• [PARTS OF THE EXERCISE]
a – Answer these questions from the forum post on submission in marriage.
(i) What did the wife say about her attire?
(ii) According to the post, where is a man in submission to God leading his family?
(iii) What does the post say women become in the end if they cave in all day long?
b – Write the next part of the forum thread on submission in marriage, picking up after its last line.

• [GIVEN PASSAGE]
::::

Yeah, I thought about that but you know how it is when folks are in lub.   They let words slide.  That whole thing of submission is b.s. imho because it's so overused worldwide and we all know the horrid results in many cases.  If a man would submit to God first, he might be more balanced and confident in himself to see that there's nothing actually wrong with his wife's attire.  She said it's not immodest.  So, a man in submission to God is leading his family to Christ...not dragging them along, not turning them away with selfishness and insecurities.  Maybe submission is only truly meant to relate to keeping on God's side?  She submits and the children after her to her husband's lead to honor God.  That's always been my "issue."  I just see things differently.  Us humans....eh.

I guess the thing is to talk about it.  But if she pushes it under the carpet and just does what he says, she is losing her life in little bits and the boundaries are not just a dress.  They seriously need to talk about the deeper issues.  Women can cave in all day long and in the end, they become invisible.


----------



## dlewis (Jun 2, 2010)

::::

• [RECORDED DATA]
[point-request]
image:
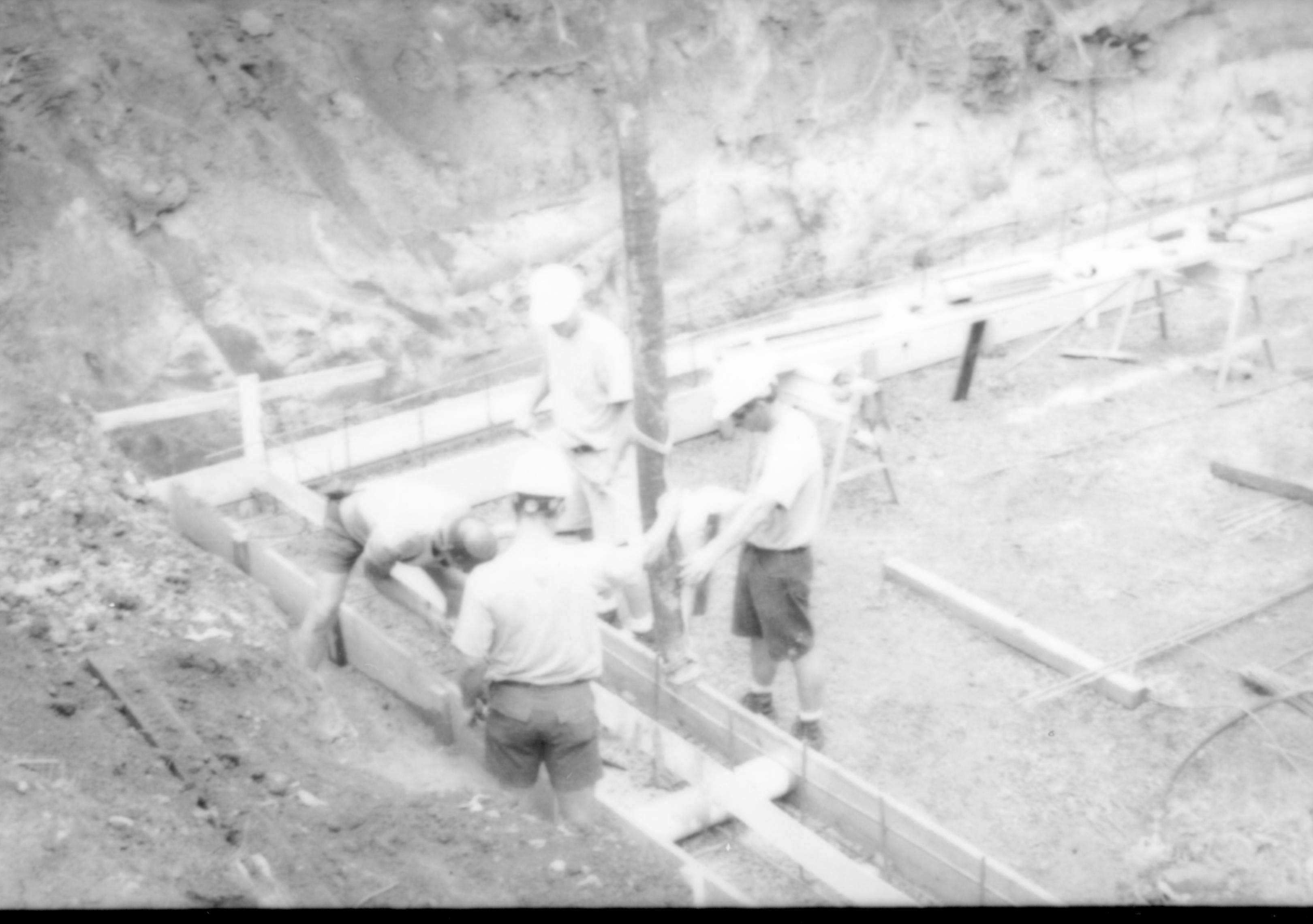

::::

• [TASK-BY-TASK OUTPUTS]
a –
(i) She said it's not immodest.
(ii) He is leading his family to Christ.
(iii) They become invisible.

b –
Natchitoches said:


> Yeah, I thought about that but you know how it is when folks are in lub.   They let words slide.  That whole thing of submission is b.s. imho because it's so overused worldwide and we all know the horrid results in many cases.  If a man would submit to God first, he might be more balanced and confident in himself to see that there's nothing actually wrong with his wife's attire.  She said it's not immodest.  So, a man in submission to God is leading his family to Christ...not dragging them along, not turning them away with selfishness and insecurities.  Maybe submission is only truly meant to relate to keeping on God's side?  She submits and the children after her to her husband's lead to honor God.  That's always been my "issue."  I just see things differently.  Us humans....eh.
> 
> I guess the thing is to talk about it.  But if she pushes it under the carpet and just does what he says, she is losing her life in little bits and the boundaries are not just a dress.  They seriously need to talk about the deeper issues.  Women can cave in all day long and in the end, they become invisible.



I agree, they should talk about it.  It may not be that he's insecure IMO, he may just not find that way of dressing attractive.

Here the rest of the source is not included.